**PROBLEM**. Rewrite all of the lines below, substituting "locate" for "detect" each time it appears and keeping everything else the same. Leave the pictures out.

**DATASET EXTRACT**.
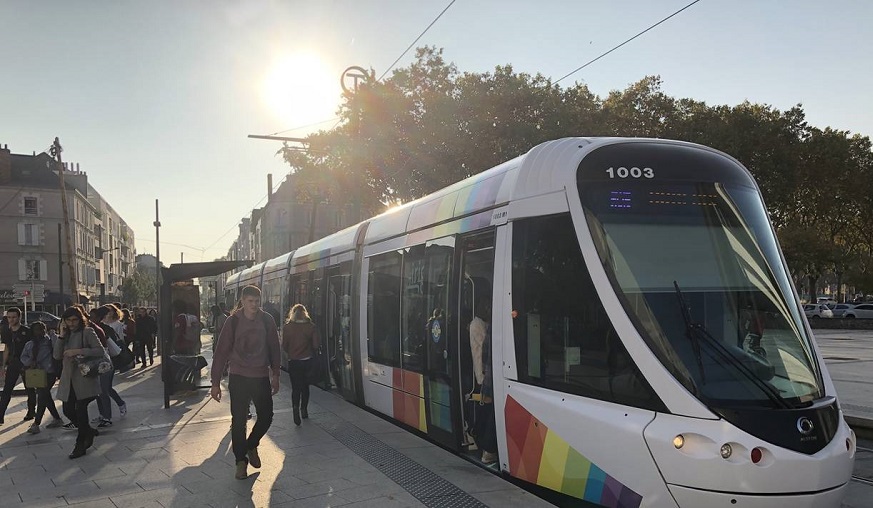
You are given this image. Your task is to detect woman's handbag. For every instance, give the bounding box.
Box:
[109,346,134,372]
[306,348,326,386]
[76,354,113,377]
[24,369,48,388]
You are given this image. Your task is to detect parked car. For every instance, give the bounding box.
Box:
[831,303,855,317]
[803,303,834,319]
[26,310,61,330]
[843,303,873,319]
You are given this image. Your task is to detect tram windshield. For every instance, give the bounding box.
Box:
[579,152,823,409]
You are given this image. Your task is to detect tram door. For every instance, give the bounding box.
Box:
[420,237,459,449]
[324,263,355,400]
[456,231,494,454]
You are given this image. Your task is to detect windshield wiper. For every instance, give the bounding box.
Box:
[673,280,792,409]
[673,280,706,384]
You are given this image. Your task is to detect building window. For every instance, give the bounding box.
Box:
[25,259,42,280]
[24,197,39,215]
[367,252,403,367]
[18,223,40,245]
[18,259,48,280]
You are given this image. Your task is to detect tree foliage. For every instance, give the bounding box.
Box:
[284,47,873,292]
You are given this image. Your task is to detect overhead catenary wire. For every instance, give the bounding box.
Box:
[197,175,288,251]
[379,0,457,81]
[267,117,339,136]
[555,0,700,83]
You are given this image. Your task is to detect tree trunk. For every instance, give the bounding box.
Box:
[806,275,818,303]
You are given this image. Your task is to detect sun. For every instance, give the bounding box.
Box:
[262,53,341,126]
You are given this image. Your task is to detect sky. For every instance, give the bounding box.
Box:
[0,0,873,264]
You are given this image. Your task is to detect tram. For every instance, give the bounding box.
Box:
[226,138,856,508]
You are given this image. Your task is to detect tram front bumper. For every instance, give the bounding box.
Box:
[667,483,849,508]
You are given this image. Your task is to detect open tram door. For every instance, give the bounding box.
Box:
[455,231,494,459]
[324,262,356,401]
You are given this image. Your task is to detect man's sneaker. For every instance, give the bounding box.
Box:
[246,446,261,468]
[234,460,249,480]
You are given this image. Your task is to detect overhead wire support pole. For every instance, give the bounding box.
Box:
[50,137,79,306]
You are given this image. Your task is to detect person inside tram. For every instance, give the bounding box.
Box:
[470,298,497,464]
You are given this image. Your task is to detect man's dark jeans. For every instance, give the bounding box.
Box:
[228,374,273,462]
[0,358,36,420]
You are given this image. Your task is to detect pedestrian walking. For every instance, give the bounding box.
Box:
[282,303,321,425]
[21,321,64,434]
[53,307,103,459]
[0,307,36,425]
[210,286,281,480]
[133,307,158,368]
[91,304,127,428]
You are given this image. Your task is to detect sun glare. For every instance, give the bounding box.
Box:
[262,53,341,126]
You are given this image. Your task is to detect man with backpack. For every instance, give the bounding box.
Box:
[210,286,281,480]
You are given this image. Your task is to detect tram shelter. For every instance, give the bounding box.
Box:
[158,260,253,409]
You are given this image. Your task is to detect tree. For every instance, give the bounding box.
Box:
[274,47,873,300]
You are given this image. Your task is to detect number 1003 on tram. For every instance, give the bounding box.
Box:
[225,138,856,508]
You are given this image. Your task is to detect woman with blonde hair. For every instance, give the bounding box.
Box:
[282,303,321,425]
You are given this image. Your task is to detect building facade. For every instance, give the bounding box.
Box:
[0,146,135,312]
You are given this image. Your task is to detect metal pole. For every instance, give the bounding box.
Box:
[154,199,170,409]
[57,222,63,316]
[51,138,79,303]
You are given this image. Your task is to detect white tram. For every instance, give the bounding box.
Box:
[228,138,855,508]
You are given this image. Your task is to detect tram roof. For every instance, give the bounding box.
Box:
[264,251,296,274]
[365,138,600,244]
[239,261,267,286]
[291,221,366,266]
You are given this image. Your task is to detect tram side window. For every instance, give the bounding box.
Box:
[402,245,430,372]
[512,214,663,410]
[367,252,403,367]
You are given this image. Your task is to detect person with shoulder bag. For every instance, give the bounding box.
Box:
[53,307,105,459]
[91,304,133,429]
[209,286,281,480]
[282,303,321,425]
[21,321,64,434]
[0,307,36,425]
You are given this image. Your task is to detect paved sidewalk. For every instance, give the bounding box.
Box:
[0,362,551,508]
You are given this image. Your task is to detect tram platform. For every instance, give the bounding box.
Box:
[0,348,551,508]
[813,329,873,439]
[0,330,873,508]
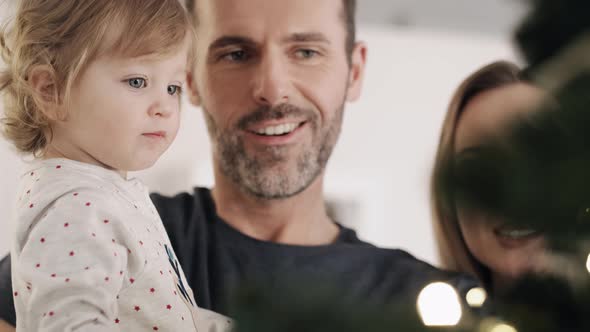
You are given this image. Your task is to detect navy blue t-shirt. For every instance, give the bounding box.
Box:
[0,188,475,324]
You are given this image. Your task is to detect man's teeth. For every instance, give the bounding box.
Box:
[256,123,298,136]
[499,229,537,239]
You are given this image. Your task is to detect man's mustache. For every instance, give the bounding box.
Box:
[237,104,315,130]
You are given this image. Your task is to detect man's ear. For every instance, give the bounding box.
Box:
[346,42,367,102]
[186,71,201,106]
[27,65,62,121]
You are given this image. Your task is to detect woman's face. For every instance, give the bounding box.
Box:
[454,83,544,284]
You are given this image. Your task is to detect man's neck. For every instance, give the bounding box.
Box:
[212,174,340,246]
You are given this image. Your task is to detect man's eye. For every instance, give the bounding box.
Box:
[168,85,182,96]
[296,49,319,59]
[127,77,146,89]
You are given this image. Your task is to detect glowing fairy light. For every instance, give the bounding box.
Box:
[490,323,518,332]
[465,287,488,308]
[478,318,518,332]
[417,282,464,326]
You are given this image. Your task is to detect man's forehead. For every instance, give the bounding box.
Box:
[194,0,343,34]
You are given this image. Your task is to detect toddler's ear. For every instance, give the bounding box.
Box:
[186,71,201,106]
[27,65,60,121]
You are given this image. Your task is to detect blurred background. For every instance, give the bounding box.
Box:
[0,0,526,264]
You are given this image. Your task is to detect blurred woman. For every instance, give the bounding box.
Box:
[431,61,545,291]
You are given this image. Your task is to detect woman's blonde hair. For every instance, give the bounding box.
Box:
[0,0,194,156]
[431,61,522,286]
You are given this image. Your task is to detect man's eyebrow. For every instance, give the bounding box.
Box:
[283,32,330,44]
[209,36,256,51]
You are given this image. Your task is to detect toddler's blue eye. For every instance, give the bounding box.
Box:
[128,77,145,89]
[168,85,181,96]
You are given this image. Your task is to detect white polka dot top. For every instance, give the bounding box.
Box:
[11,159,231,332]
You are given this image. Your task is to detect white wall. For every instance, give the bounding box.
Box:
[0,27,515,263]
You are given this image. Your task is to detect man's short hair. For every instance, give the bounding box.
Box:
[185,0,356,60]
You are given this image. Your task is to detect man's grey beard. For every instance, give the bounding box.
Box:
[204,102,344,200]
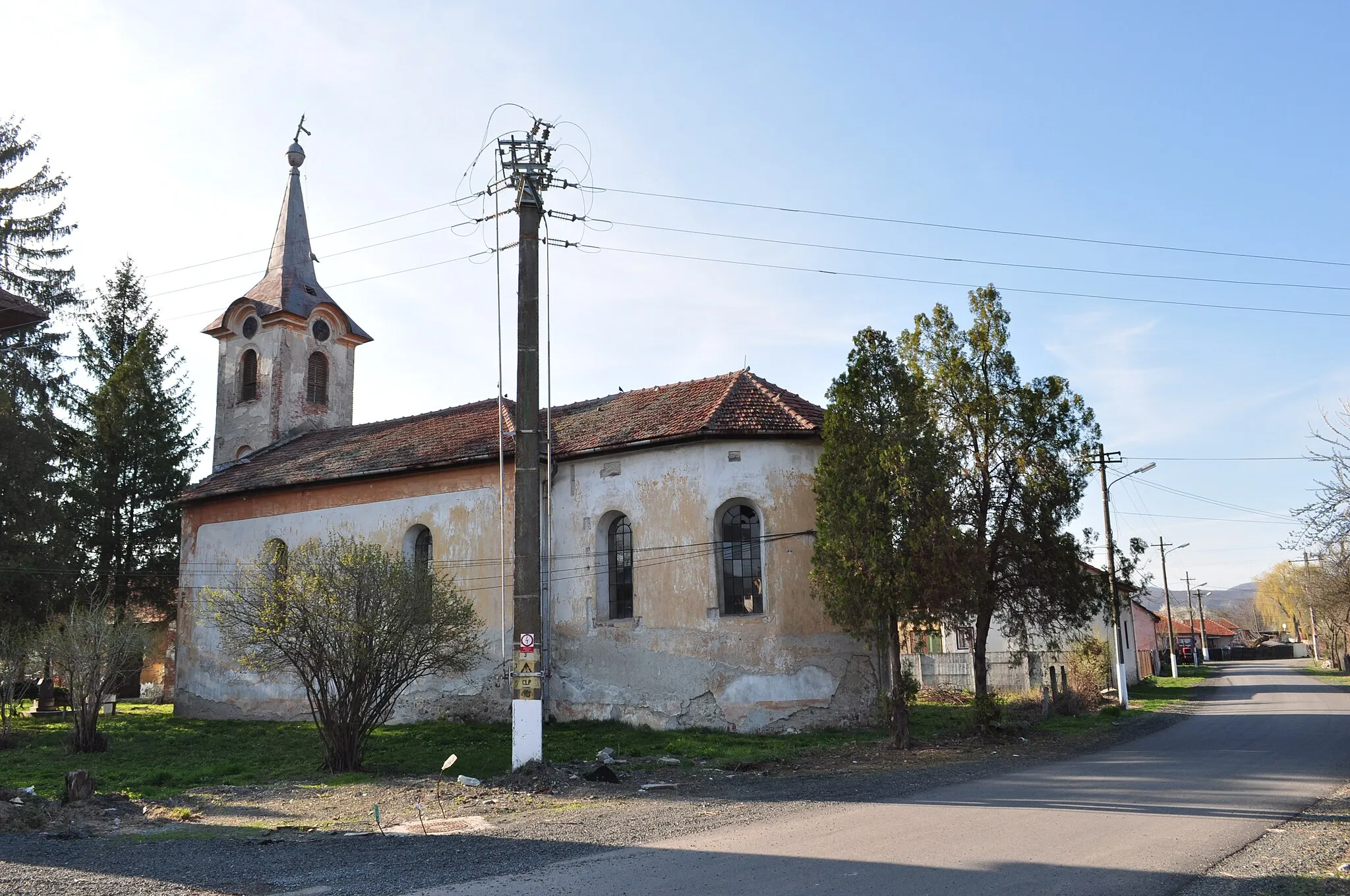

**REPLY**.
You are given this image. Your task is to locate woman's handbag. For every instance, give the bounding box.
Box:
[109,346,134,372]
[306,348,326,386]
[76,354,113,377]
[24,369,48,388]
You are given this image. Your task is to locate parked car. For every instance, give the bounding box.
Box:
[831,303,855,317]
[803,303,834,319]
[26,310,61,330]
[843,303,873,319]
You are given this image. Your task is to locate tram windshield. For every instance, give the bounding box.
Box:
[579,152,823,409]
You are given this image. Your task is to locate tram door. For every instance, give the bounding box.
Box:
[420,237,459,449]
[324,263,355,400]
[456,231,494,454]
You are given this image. Your task is to locate windshield wiper. For every instance, give the bounding box.
Box:
[673,280,792,409]
[673,280,706,384]
You are given this image. Your task is to locate building window. For every instance, give the bounding box.
Box:
[25,259,42,280]
[24,197,39,215]
[367,252,403,367]
[18,223,40,245]
[18,259,48,280]
You are given this image. Your task is to locate tree foliage. For every instance, give the bounding box.
Box:
[284,47,873,292]
You are given this image. Your task is to locate overhead catenary wire. For every instance, give the bounding box.
Box:
[197,175,288,251]
[379,0,457,81]
[267,117,339,136]
[555,0,700,83]
You are given this image. Your task is to locate tree trunk. For every instance, give the bounding box.
Box:
[806,275,818,303]
You are given this image. Your task is to locate sun. For every instance, give the bounding box.
Box:
[262,53,341,126]
You are given this image. Your task is to locate sky. For every instance, give the bounding box.
Box:
[0,0,873,264]
You are given this image. Your task is to locate tram. For every instance, give the bounding box.
Box:
[226,138,856,508]
You are given this image. Your task is to locate tram front bumper. For every instance, give the bounding box.
Box:
[667,483,849,508]
You are given this image. Your task is to locate open tram door. For every instance, give the bounding box.
Box:
[455,231,494,459]
[324,262,356,401]
You are given this image. Your task is to locate man's sneaker. For every instance, give the bounding box.
Box:
[246,446,261,468]
[234,460,249,480]
You are given this image. Your task is to locate overhead wire support pole. For every instance, give the bounding box.
Box:
[50,137,79,306]
You are given this image. Your task is to locate person inside tram. For every instance, give the bounding box.
Box:
[470,298,497,464]
You are given this image. Your task is to locate man's dark jeans. For every instance, give the bounding box.
Box:
[228,374,273,462]
[0,358,36,420]
You are given this image. Your task is to locate pedestrian walking. For every instance, give the bounding box.
Box:
[282,303,321,425]
[21,321,64,434]
[53,307,103,459]
[0,307,36,425]
[210,286,281,480]
[133,307,158,368]
[91,304,127,428]
You are given this image. Your task is to locate sun glare. For every instance, give the bounding box.
Box:
[262,53,341,126]
You are given this image. Your task is to locate man with backpack. For every instance, give the bounding box.
Box:
[210,286,281,480]
You are given this image. Your task is to locate tram shelter. For every instance, give the bounding box.
Box:
[158,260,253,409]
You are given this image. Your task is to locate tree. For every instance, give the bounding box.
Box:
[274,47,873,300]
You are given this image. Your task is to locate number 1003 on tram. For every instance, give the bounding box.
Box:
[225,138,856,508]
You are given this image. Your task is to locate woman with blonde hair. For every instance, give the bounding box.
Box:
[282,303,321,425]
You are given this image. Your task is to locate building facade. For every instance, give the bounding box.
Box:
[0,146,135,312]
You are given this image. Your task is to locate metal pole. For every instance, give the bounding box.
Box:
[154,199,170,409]
[57,222,63,316]
[51,138,79,303]
You are given this image. Your task is to locate white tram. For every instance, give the bounding box.
Box:
[228,138,855,508]
You are given this image. Your task is to locate tram roof. For every instance, give the bounding box.
Box:
[264,251,296,274]
[365,138,600,244]
[239,261,267,286]
[291,221,366,266]
You are given this image. Your task is to locate tram side window. For every instance, give the bounding box.
Box:
[402,245,430,372]
[512,214,663,410]
[367,252,403,367]
You are given this image. Your task is to locate person with shoulder bag. For every instance, give the bounding box.
Box:
[53,307,105,459]
[91,304,133,429]
[209,286,281,480]
[282,303,321,425]
[21,321,64,434]
[0,307,36,425]
You are given this image. Your task is to locate paved sidewalk. For every instance, give the bounding box.
Box:
[0,362,551,508]
You are given this image. Your task is to locate tram platform. For every instance, give the bounding box.
Box:
[0,348,551,508]
[813,329,873,439]
[0,330,873,508]
You are given this image. Your task is to locate navy blue t-shirt. For every instance, give the bounding box.
Box:
[0,188,475,324]
You are given this image. Your task is to locate man's teeth. For every instance, give the bounding box.
Box:
[256,123,298,136]
[499,229,537,239]
You are given this image. Your task is to locate man's mustache. For every instance, give the bounding box.
Box:
[237,104,315,130]
You are given this image. Your task is to locate man's ear. For every instance, give the bounding box.
Box:
[346,42,367,102]
[186,71,201,106]
[27,65,62,121]
You are given this image. Your task is to locate woman's face. For every instance, give the bounding box.
Box:
[454,83,544,284]
You are given this image. Your task is to locate man's neck. For every instance, give the bounding box.
Box:
[212,174,340,246]
You are given this image. Your task is to locate man's eye. For every instance, give the bounding box.
Box:
[168,85,182,96]
[296,49,319,59]
[127,77,146,89]
You are given this image. Your task is to locate glowing fairy light. For every instance, give the bounding box.
Box:
[490,323,518,332]
[465,287,488,308]
[478,318,518,332]
[417,282,464,326]
You are given this image. Your task is to locate man's forehead. For every instance, give the bounding box.
Box:
[194,0,343,34]
You are given this image. Your task is to locate toddler's ear. For every instance, give the bounding box.
Box:
[186,71,201,106]
[27,65,60,121]
You are given this image. Your task is to locate blurred background. For every instance, give the bounding box.
Box:
[0,0,526,264]
You are given this image. Your task is to locate blurred woman. For every instance, give the bounding box.
Box:
[431,61,545,291]
You are given this image. Your task is to locate woman's blonde hair. For every instance, give the bounding box.
Box:
[0,0,194,156]
[431,61,522,286]
You are given this image. Your task is to locate man's eyebrow. For every instance, give the bounding box.
Box:
[283,32,330,44]
[209,36,256,51]
You are given this image. Your task is to locate toddler's blue eye. For every instance, give the bounding box.
Box:
[128,77,145,89]
[168,85,181,96]
You are given this image. Your task is to locate white polka dot top. For every instance, give the bounding box.
Box:
[11,159,231,332]
You are given this image. Your task is to locate white wall. For every instance, give the bounding box.
Box:
[0,27,515,263]
You are given this image. Your task is to locate man's short hair. For every instance, give the bounding box.
Box:
[185,0,356,60]
You are given this image. Your task is to locate man's grey beard. For every instance, give the bounding box.
Box:
[204,102,344,200]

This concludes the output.